**Document excerpt:**
The easiest thing for Lou Brock is the compensation — travel, food, you name it. The hardest? Kids want to race him. “I go into a town, get introduced, and a kid invariably will say, ‘You wanna race?’ And when they ask that question, normally they can beat you, because they don’t ask to be defeated.”

Finalist, Entertainment Feature, 2013 Great Plains Journalism Awards

NORTH LITTLE ROCK — Lou Brock. The sound of it calls to mind an idling dragster — L-o-u — suddenly stoked, spitting fire. BROCK!

Zero to 90 feet in under four seconds. L-o-u-u-u BROCK!

A sports reporter once tried to give the ballplayer a nickname. At the time, there was Mickey Mantle, “The Mick,” and Willie Mays, “The ‘Say Hey’ Kid.” So, whattya say? Lou Brock really would prefer to hear “Mr. Brock,” if it’s all the same.

Mr. Brock came through Little Rock in March to open the St. Louis Cardinals’ exhibit at the Clinton Presidential Center. He stopped by the Arkansas Travelers’ offices at Dickey-Stephens Park for an interview with the paper, and waiting for him was another Lou Brock. Louis Brock Holman. Call him, Mr. Junior.

**Directive A:** Write out the part of the Lou Brock article starting with "Finalist, Entertainment Feature, 2013" and going on through "him, Mr. Junior.", keeping every word and mark the same.

[Dataset items]

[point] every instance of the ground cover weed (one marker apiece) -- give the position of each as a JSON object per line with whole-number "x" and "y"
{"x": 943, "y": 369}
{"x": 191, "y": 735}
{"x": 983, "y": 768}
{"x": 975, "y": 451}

**Directive B:** Pull out every line of the records that holds the string "each", matching upper and lower case exactly.

**Correct response A:**
Finalist, Entertainment Feature, 2013 Great Plains Journalism Awards

NORTH LITTLE ROCK — Lou Brock. The sound of it calls to mind an idling dragster — L-o-u — suddenly stoked, spitting fire. BROCK!

Zero to 90 feet in under four seconds. L-o-u-u-u BROCK!

A sports reporter once tried to give the ballplayer a nickname. At the time, there was Mickey Mantle, “The Mick,” and Willie Mays, “The ‘Say Hey’ Kid.” So, whattya say? Lou Brock really would prefer to hear “Mr. Brock,” if it’s all the same.

Mr. Brock came through Little Rock in March to open the St. Louis Cardinals’ exhibit at the Clinton Presidential Center. He stopped by the Arkansas Travelers’ offices at Dickey-Stephens Park for an interview with the paper, and waiting for him was another Lou Brock. Louis Brock Holman. Call him, Mr. Junior.

**Correct response B:**
[point] every instance of the ground cover weed (one marker apiece) -- give the position of each as a JSON object per line with whole-number "x" and "y"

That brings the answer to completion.